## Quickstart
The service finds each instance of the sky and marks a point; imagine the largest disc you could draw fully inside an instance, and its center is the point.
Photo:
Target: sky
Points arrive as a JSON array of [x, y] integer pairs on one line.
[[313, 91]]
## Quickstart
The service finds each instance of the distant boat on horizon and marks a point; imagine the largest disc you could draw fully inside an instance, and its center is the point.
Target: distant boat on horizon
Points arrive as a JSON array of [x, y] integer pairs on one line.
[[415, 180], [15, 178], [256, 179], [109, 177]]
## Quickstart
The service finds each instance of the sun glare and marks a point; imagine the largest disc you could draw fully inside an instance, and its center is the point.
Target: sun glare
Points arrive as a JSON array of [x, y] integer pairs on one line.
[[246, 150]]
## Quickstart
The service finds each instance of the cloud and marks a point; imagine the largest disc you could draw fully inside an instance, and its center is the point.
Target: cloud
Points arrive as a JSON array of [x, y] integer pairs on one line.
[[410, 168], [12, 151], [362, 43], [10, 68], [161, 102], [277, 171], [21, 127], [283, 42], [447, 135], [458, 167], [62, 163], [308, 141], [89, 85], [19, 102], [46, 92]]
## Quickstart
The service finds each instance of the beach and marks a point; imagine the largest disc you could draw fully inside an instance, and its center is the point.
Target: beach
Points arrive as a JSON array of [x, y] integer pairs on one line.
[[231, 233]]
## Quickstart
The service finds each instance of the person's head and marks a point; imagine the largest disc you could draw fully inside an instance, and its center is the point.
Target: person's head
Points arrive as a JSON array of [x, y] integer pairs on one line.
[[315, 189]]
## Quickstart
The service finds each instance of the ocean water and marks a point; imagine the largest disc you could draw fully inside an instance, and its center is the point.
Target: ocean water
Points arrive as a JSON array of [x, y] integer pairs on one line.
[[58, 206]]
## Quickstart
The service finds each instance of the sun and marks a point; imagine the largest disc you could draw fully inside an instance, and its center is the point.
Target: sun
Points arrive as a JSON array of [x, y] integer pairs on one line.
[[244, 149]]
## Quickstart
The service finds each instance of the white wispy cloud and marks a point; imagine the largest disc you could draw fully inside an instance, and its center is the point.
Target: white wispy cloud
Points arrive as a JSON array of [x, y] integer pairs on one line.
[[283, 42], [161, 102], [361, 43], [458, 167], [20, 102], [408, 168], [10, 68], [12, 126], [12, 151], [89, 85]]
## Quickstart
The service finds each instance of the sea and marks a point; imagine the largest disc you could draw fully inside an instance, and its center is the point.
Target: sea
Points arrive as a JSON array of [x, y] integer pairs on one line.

•••••

Put every line of the records above into a numbered list, leaving out any blank lines.

1. ## Quickstart
2. The service finds each instance of the sky and marks a point; imagine the largest disc you could draw fully inside an instance, and its center is the point.
3. Photo:
4. Target: sky
5. Points arrive as a JSON array of [x, y] integer pairs on one line.
6. [[313, 91]]
7. ## Quickstart
8. The service finds each instance of the distant boat on horizon and marks a point; imagine the largest disc you could draw fully inside an instance, and its center is the point.
9. Target: distant boat on horizon
10. Points arrive as a JSON array of [x, y] integer pairs on one line.
11. [[415, 180], [15, 178], [256, 179], [109, 177]]
12. ## Quickstart
13. The service finds each instance of the sun glare and marks a point; imagine the largest disc you could draw fully inside an instance, and its center is the point.
14. Target: sun glare
15. Points arrive as a JSON array of [x, y] integer pairs on one line.
16. [[246, 150]]
17. ## Quickstart
18. The service finds each instance of the cloud and marks a point; imagine the largest disc you could draw fully inside an instance, and its center is the point.
19. Target: cloud
20. Points arrive as a JSON array of [x, y] integer pairs on one line.
21. [[410, 168], [12, 151], [362, 43], [10, 68], [161, 102], [277, 171], [21, 127], [283, 42], [447, 135], [458, 167], [62, 163], [308, 141], [89, 85], [19, 102], [46, 92]]
22. ## Quickstart
23. The service finds each instance of the beach and marks a point; imagine the largest disc you could draw fully inside an instance, and its center is the point.
24. Target: beach
25. Points arrive as a JSON array of [x, y] integer pairs on one line.
26. [[231, 233]]
27. ## Quickstart
28. The service finds each instance of the person's head and marks a point; imagine the largest disc you could draw fully inside an instance, and its center is the point.
29. Target: person's head
30. Points arrive as a JSON array of [x, y] integer pairs on one line.
31. [[315, 189]]
32. ## Quickstart
33. The service finds each instance of the ocean water and marks a point; imagine the largest disc you could draw fully inside an instance, and its center is the point.
34. Target: ocean water
35. Points arrive as a JSON array of [x, y] integer pairs on one line.
36. [[58, 206]]
37. ## Quickstart
38. The service finds each instance of the sun and marks a point; imagine the largest disc you could draw fully inside an instance, and its center is the point.
39. Target: sun
40. Points arrive as a JSON array of [x, y] integer pairs on one line.
41. [[244, 149]]
42. ## Quickstart
43. The service finds each instance of the white wispy cloud and marks a point; imagine the largest disc you could draw fully inside an instance, and its center is the point.
44. Target: white wispy cloud
45. Points arrive as a JSON array of [x, y] integer pairs on one line.
46. [[283, 42], [161, 102], [361, 43], [458, 167], [20, 102], [408, 168], [10, 68], [12, 126], [12, 151], [89, 85]]
47. ## Quickstart
48. The service finds each instance of the sea and marks a point; imagine the largest disc you could draw fully inside an instance, and its center is the point.
49. Target: sea
50. Points arrive as a JSON array of [x, y] integer pairs on one line.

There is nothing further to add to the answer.